▸ WORK REQUIRED
Transcribe the records in full; omit images.

____

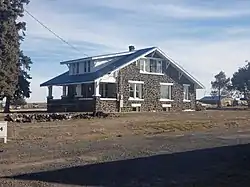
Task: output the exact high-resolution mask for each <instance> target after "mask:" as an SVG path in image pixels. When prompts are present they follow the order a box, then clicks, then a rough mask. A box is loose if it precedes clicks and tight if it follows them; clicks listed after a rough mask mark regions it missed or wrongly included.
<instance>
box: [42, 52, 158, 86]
mask: <svg viewBox="0 0 250 187" xmlns="http://www.w3.org/2000/svg"><path fill="white" fill-rule="evenodd" d="M153 49H155V47H150V48H145V49H140V50H136V51H135V52H134V53H130V54H127V55H123V56H121V57H120V58H117V59H116V60H114V62H113V63H111V64H108V65H107V66H105V67H103V68H101V69H99V70H97V71H96V72H92V73H86V74H79V75H69V71H67V72H65V73H63V74H61V75H58V76H56V77H54V78H52V79H50V80H48V81H46V82H44V83H42V84H41V85H40V86H41V87H43V86H60V85H68V84H77V83H84V82H94V81H95V80H96V79H98V78H101V77H102V76H104V75H106V74H108V73H109V72H112V71H114V70H116V69H117V68H119V67H121V66H123V65H124V64H126V63H128V62H130V61H132V60H133V59H136V58H138V57H140V56H141V55H143V54H144V53H147V52H149V51H151V50H153Z"/></svg>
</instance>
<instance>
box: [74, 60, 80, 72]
mask: <svg viewBox="0 0 250 187" xmlns="http://www.w3.org/2000/svg"><path fill="white" fill-rule="evenodd" d="M75 66H76V74H79V73H80V63H79V62H77V63H76V65H75Z"/></svg>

____

▸ EXERCISE RESULT
Task: output the exact high-resolution mask for each <instance> target after "mask:" as an SVG path in image pixels. When prompts are present they follow the order a box, then clicks, then a rough mask. A box is loose if it precedes clicks and tight if it follows them; clicks listed after a rough mask mark regions it missed or wrongly included.
<instance>
box: [42, 52, 158, 86]
mask: <svg viewBox="0 0 250 187" xmlns="http://www.w3.org/2000/svg"><path fill="white" fill-rule="evenodd" d="M153 49H155V47H150V48H145V49H140V50H136V51H135V52H134V53H130V54H127V55H123V56H121V57H120V58H117V59H116V60H114V62H113V63H111V64H108V65H107V66H105V67H103V68H101V69H99V70H97V71H96V72H92V73H86V74H79V75H69V71H67V72H65V73H63V74H61V75H58V76H56V77H54V78H52V79H50V80H48V81H46V82H44V83H42V84H41V85H40V86H41V87H43V86H60V85H68V84H77V83H84V82H94V81H95V80H96V79H98V78H101V77H102V76H104V75H106V74H108V73H109V72H112V71H114V70H116V69H117V68H119V67H121V66H123V65H124V64H126V63H128V62H130V61H132V60H133V59H136V58H138V57H140V56H141V55H143V54H144V53H147V52H149V51H151V50H153Z"/></svg>
</instance>
<instance>
box: [74, 60, 80, 72]
mask: <svg viewBox="0 0 250 187" xmlns="http://www.w3.org/2000/svg"><path fill="white" fill-rule="evenodd" d="M75 66H76V74H79V73H80V63H79V62H77V63H76V65H75Z"/></svg>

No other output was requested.